● **Problem 1**
Please transcribe the section of the fibrinogen and Alzheimer's text between "Akassoglou and her" and "occur in Alzheimer's disease.", inclusive.
● **Problem 2**
Finish out the next part of the text on fibrinogen and Alzheimer's disease, picking up after its last sentence.

━━━━━ Text segment ━━━━━

Scientists at the Gladstone Institutes, led by Senior Investigator Katerina Akassoglou, PhD, showed for the first time that a blood-clotting protein called fibrinogen is responsible for a series of molecular and cellular events that can destroy connections between neurons in the brain and result in cognitive decline.

Akassoglou and her team used state-of-the-art imaging technology to study both mouse brains and human brains from patients with Alzheimer's disease. They also produced the first three-dimensional volume imaging showing that blood-brain barrier leaks occur in Alzheimer's disease.

In their study, published in the scientific journal Neuron, the researchers found that fibrinogen, after leaking from the blood into the brain, activates the brain's immune cells and triggers them to destroy important connections between neurons. These connections, called synapses, are critical for neurons to communicate with one another.

Previous studies have shown that elimination of synapses causes memory loss, a common feature in Alzheimer's disease and other dementias. Indeed, the scientists showed that preventing fibrinogen from activating the brain's immune cells protected mouse models of Alzheimer's disease from memory loss.

"We found that blood leaks in the brain can cause elimination of neuronal connections that are important for memory functions," explains Akassoglou, who is also a professor of neurology at UC San Francisco (UCSF). "This could change the way we think about the cause and possible cure of cognitive decline in Alzheimer's disease and other neurological diseases."

The team showed that fibrinogen can have this effect even in brains that lack amyloid plaques, which are the focus of diverse treatment strategies that have failed in large clinical trials. The researchers showed that injecting even extremely small quantities of fibrinogen into a healthy brain caused the same kind of immune cell activation and loss of synapses they saw in Alzheimer's disease.

"Traditionally, the build-up of amyloid plaques in the brain has been seen as the root of memory loss and cognitive decline in Alzheimer's disease," says Mario Merlini, first author of the study and a staff research scientist in Akassoglou's laboratory at Gladstone. "Our work identifies an alternative culprit that could be responsible for the destruction of synapses."

━━━━━ Supplied entries ━━━━━

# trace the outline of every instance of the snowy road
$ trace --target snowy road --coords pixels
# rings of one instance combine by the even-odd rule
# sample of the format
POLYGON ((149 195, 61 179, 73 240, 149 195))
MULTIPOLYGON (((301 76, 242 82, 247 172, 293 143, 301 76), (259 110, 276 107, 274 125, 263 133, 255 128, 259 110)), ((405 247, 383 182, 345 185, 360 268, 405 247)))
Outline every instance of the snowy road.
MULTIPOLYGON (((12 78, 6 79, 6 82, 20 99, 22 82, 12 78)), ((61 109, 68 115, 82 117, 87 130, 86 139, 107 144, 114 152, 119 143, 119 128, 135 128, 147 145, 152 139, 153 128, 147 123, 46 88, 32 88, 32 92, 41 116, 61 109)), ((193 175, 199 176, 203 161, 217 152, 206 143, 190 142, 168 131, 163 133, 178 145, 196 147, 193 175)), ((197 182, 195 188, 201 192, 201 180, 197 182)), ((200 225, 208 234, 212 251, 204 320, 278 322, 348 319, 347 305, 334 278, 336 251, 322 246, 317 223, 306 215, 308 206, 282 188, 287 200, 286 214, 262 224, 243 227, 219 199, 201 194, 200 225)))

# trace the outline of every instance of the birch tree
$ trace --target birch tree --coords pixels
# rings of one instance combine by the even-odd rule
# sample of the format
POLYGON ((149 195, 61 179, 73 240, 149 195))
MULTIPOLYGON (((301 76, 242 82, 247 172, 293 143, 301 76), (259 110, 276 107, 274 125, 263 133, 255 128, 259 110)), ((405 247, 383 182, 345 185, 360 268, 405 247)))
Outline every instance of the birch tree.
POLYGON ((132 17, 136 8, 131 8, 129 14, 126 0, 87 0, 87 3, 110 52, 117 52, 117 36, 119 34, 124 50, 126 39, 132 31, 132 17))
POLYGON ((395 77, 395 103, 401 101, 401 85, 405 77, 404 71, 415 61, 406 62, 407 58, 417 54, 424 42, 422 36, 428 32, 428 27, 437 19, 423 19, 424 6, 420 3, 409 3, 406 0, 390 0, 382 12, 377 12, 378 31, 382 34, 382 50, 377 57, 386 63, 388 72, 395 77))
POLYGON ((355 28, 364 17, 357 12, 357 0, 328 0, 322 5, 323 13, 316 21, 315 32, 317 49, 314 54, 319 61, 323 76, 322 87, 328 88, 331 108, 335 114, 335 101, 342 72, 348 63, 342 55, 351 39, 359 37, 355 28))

━━━━━
━━━━━ Supplied entries ━━━━━

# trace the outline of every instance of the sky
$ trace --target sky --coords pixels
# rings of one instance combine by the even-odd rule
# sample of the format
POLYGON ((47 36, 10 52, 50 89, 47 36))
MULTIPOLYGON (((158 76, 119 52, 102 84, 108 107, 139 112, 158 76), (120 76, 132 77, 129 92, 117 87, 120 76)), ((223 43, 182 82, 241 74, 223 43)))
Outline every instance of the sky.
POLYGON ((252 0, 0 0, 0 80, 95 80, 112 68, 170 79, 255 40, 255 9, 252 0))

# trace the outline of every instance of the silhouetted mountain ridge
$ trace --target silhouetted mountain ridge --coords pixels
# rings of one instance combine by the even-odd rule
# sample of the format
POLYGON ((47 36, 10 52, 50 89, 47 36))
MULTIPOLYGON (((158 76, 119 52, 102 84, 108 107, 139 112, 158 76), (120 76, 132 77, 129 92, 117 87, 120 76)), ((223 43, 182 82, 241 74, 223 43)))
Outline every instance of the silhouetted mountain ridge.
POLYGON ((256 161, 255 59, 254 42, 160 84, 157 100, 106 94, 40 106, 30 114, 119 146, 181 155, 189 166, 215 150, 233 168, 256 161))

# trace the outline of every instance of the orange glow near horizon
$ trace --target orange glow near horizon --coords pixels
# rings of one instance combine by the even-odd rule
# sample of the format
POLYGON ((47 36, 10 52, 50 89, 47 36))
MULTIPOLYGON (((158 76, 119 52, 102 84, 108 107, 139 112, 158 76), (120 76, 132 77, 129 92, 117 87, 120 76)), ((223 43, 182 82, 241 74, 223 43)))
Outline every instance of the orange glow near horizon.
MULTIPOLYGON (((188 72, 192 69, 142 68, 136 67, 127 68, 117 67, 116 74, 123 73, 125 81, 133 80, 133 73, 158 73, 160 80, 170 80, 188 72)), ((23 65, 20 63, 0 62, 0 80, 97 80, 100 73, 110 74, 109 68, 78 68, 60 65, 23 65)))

━━━━━
━━━━━ Supplied entries ━━━━━

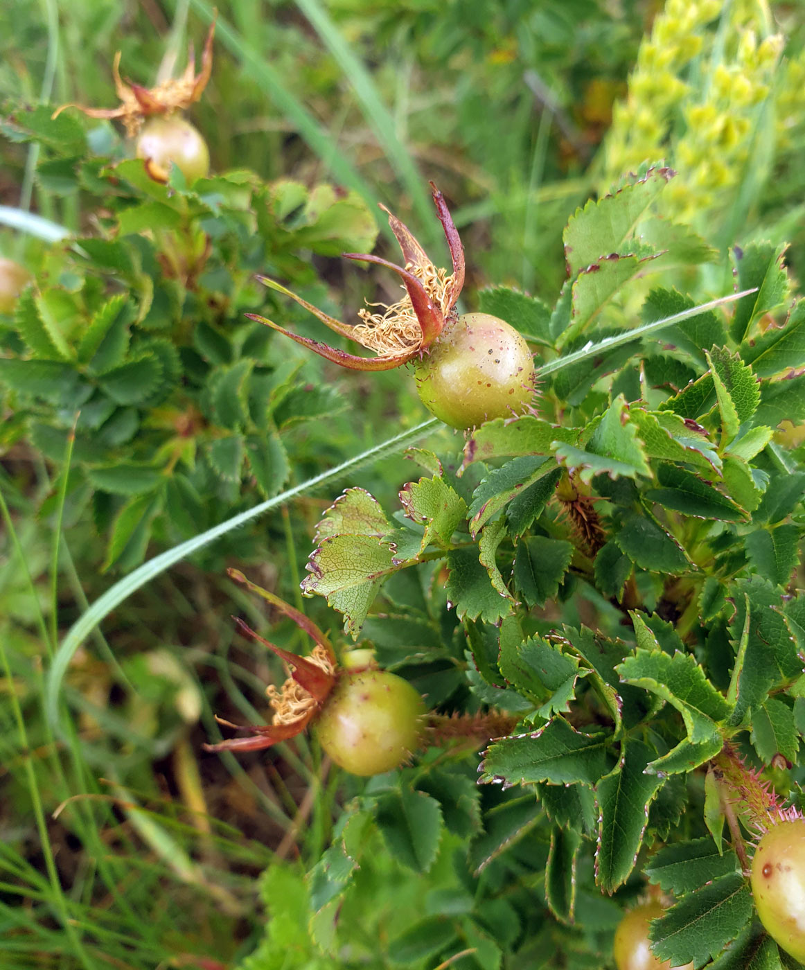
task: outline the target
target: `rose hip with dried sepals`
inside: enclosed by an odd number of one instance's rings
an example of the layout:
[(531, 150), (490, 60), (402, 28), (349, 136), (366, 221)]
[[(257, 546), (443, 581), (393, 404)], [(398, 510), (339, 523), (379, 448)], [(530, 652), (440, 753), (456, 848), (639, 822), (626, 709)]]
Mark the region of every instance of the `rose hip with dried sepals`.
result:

━━━━━

● **Answer space 1**
Akassoglou and her team used state-of-the-art imaging technology to study both mouse brains and human brains from patients with Alzheimer's disease. They also produced the first three-dimensional volume imaging showing that blood-brain barrier leaks occur in Alzheimer's disease.

● **Answer space 2**
The scientists' data help explain findings from recent human studies in which elderly people with vascular pathology showed similar rates of cognitive decline as age-matched people with amyloid pathology. However, patients with both types of pathology had much worse and more rapid cognitive decline. Other studies also identified vascular pathology as a strong predictor of cognitive decline that can act independently of amyloid pathology.

"Given the human data showing that vascular changes are early and additive to amyloid, a conclusion from those studies is that vascular changes may have to be targeted with separate therapies if we want to ensure maximum protection against the destruction of neuronal connections that leads to cognitive decline," says Akassoglou.

Interestingly, Akassoglou and her colleagues recently developed an antibody that blocks the interaction between fibrinogen and a molecule on the brain's immune cells. In a previous study, they showed this antibody protected mouse models of Alzheimer's disease from brain inflammation and neuronal damage.

"These exciting findings greatly advance our understanding of the contributions that vascular pathology and brain inflammation make to the progression of Alzheimer's disease," said Lennart Mucke, MD, co-author of the study and director of the Gladstone Institute of Neurological Disease. "The mechanisms our study identified may also be at work in a range of other diseases that combine leaks in the blood-brain barrier with neurological decline, including multiple sclerosis, traumatic brain injury, and chronic traumatic encephalopathy. It has far-reaching therapeutic implications."